> **Extract**:
=======
AdaInject

Implements AdaInject, an adaptive optimizer that injects curvature-like second-order information into the first-moment estimate using the recent parameter change.

AdaInject augments the gradient driving the first moment with a term proportional to the squared gradient weighted by the short-term parameter change \(\Delta\theta = \theta_{t-2} - \theta_{t-1}\). Intuitively, the sign and magnitude of the recent step modulate how much the squared gradient pushes the moment, letting the optimizer adapt its effective step near minima. The construction is generic; applied to Adam it yields the AdamInject variant shown below, replacing Adam's \(m_t\) with the injected moment \(s_t\) while leaving the second moment \(v_t\) unchanged.
=======
> **Exercise instructions**: Reproduce the AdaInject description above word for word, from its heading through the final sentence.
=======
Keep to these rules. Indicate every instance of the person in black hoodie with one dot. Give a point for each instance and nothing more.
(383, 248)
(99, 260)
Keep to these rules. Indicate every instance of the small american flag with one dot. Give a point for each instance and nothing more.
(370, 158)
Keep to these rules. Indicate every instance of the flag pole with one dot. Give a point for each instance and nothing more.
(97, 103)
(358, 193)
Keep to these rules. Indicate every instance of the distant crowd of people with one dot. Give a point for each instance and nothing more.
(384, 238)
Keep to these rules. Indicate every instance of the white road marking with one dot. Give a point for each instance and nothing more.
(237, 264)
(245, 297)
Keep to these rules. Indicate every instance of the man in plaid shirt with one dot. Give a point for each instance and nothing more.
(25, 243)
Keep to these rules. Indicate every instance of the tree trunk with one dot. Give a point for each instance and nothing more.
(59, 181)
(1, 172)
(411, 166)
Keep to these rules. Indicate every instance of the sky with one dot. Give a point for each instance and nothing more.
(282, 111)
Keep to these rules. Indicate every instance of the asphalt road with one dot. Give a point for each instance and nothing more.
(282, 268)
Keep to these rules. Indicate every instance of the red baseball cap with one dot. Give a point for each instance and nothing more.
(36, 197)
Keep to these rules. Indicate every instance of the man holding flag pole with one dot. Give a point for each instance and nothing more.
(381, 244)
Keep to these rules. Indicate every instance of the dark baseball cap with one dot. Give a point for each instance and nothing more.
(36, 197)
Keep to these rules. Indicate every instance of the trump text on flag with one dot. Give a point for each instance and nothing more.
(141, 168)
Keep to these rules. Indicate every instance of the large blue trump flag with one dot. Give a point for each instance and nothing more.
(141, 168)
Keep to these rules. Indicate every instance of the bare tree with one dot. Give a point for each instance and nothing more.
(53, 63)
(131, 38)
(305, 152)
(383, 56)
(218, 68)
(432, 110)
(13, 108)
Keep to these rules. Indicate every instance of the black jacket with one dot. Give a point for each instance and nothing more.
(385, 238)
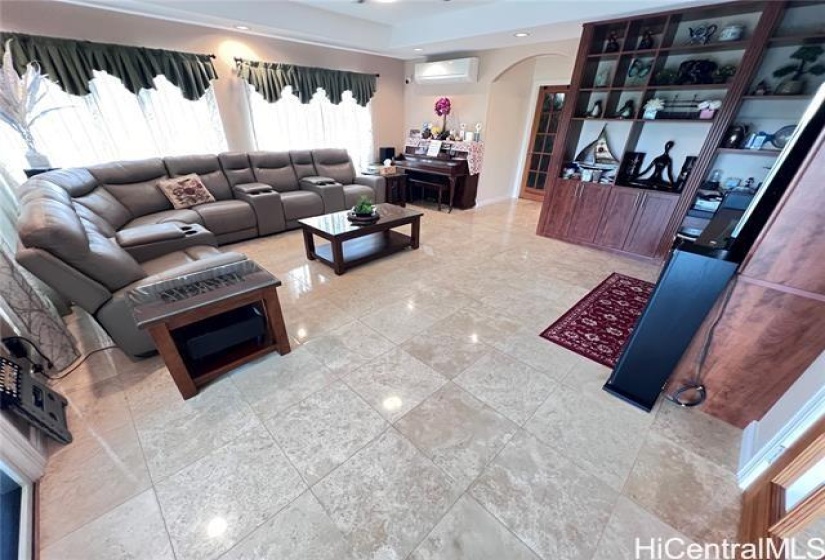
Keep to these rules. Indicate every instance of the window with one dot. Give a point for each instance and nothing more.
(112, 124)
(290, 125)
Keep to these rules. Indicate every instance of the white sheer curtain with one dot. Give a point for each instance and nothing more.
(111, 123)
(290, 125)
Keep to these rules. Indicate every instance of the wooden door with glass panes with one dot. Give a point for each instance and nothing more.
(545, 126)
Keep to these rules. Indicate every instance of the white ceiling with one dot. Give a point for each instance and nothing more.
(403, 29)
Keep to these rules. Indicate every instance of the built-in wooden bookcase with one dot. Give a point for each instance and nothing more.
(614, 66)
(765, 111)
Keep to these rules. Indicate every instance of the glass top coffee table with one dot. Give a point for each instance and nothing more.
(351, 245)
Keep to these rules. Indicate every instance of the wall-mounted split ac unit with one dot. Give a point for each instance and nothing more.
(456, 71)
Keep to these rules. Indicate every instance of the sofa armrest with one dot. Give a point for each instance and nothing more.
(330, 191)
(266, 203)
(377, 183)
(154, 240)
(252, 188)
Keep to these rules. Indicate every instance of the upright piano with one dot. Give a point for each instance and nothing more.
(452, 174)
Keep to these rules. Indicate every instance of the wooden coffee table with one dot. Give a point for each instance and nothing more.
(168, 322)
(351, 245)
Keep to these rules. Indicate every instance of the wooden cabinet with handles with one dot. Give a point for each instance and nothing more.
(590, 200)
(618, 215)
(650, 222)
(562, 200)
(620, 218)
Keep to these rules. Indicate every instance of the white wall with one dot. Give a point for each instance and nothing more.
(510, 104)
(798, 409)
(502, 100)
(56, 19)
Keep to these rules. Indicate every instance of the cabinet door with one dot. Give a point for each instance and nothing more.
(587, 211)
(617, 218)
(650, 223)
(563, 198)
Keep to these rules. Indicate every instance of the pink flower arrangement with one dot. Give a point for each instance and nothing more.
(442, 107)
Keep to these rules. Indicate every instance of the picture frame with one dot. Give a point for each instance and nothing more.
(434, 148)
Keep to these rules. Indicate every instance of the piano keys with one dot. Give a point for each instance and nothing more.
(453, 174)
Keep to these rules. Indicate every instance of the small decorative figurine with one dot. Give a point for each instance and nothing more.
(701, 35)
(602, 78)
(658, 167)
(596, 110)
(762, 88)
(612, 43)
(646, 41)
(687, 167)
(627, 111)
(629, 169)
(734, 136)
(732, 32)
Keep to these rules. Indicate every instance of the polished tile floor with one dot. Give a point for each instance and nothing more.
(418, 416)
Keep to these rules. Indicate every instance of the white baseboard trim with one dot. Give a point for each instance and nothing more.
(753, 462)
(496, 200)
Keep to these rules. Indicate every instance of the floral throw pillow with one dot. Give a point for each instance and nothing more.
(185, 191)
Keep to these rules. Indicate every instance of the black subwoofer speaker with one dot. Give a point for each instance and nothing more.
(387, 152)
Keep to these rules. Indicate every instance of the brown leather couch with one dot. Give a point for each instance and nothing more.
(95, 233)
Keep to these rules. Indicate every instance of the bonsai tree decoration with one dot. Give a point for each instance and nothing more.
(442, 109)
(363, 207)
(806, 55)
(21, 100)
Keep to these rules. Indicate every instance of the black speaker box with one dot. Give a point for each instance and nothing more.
(386, 153)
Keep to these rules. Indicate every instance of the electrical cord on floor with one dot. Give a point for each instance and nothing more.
(79, 363)
(695, 384)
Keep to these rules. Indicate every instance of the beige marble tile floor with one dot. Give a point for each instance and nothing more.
(418, 416)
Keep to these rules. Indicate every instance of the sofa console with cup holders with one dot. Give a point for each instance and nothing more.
(93, 234)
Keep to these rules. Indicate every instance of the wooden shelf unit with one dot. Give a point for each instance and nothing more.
(568, 202)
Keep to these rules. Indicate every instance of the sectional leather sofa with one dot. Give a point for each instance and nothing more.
(95, 233)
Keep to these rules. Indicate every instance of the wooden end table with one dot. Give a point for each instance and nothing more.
(351, 245)
(165, 320)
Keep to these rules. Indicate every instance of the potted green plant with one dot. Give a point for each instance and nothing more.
(363, 208)
(21, 99)
(795, 84)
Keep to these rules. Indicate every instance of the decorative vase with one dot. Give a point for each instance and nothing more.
(732, 32)
(36, 159)
(790, 87)
(735, 136)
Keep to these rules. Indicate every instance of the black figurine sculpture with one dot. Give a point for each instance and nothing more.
(659, 165)
(647, 40)
(596, 110)
(612, 43)
(627, 111)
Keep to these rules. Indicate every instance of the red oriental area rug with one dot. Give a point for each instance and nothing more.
(598, 326)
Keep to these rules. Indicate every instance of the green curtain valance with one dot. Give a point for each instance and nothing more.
(71, 63)
(270, 78)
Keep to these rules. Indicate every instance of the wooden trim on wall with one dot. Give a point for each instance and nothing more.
(763, 504)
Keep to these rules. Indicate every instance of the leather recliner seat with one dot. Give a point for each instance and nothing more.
(93, 234)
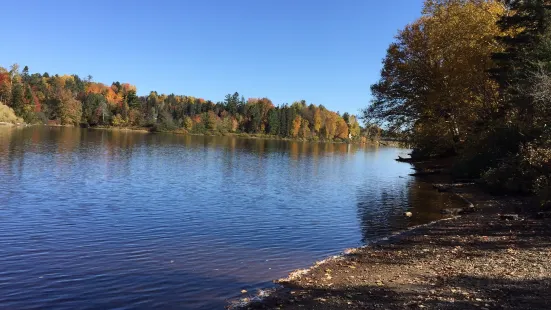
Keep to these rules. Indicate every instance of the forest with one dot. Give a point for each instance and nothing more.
=======
> **Reply to the exercise**:
AdaInject

Implements AdaInject, an adaptive optimizer that injects curvature-like second-order information into the first-moment estimate using the recent parameter change.

AdaInject augments the gradient driving the first moment with a term proportional to the squared gradient weighted by the short-term parameter change \(\Delta\theta = \theta_{t-2} - \theta_{t-1}\). Intuitively, the sign and magnitude of the recent step modulate how much the squared gradient pushes the moment, letting the optimizer adapt its effective step near minima. The construction is generic; applied to Adam it yields the AdamInject variant shown below, replacing Adam's \(m_t\) with the injected moment \(s_t\) while leaving the second moment \(v_t\) unchanged.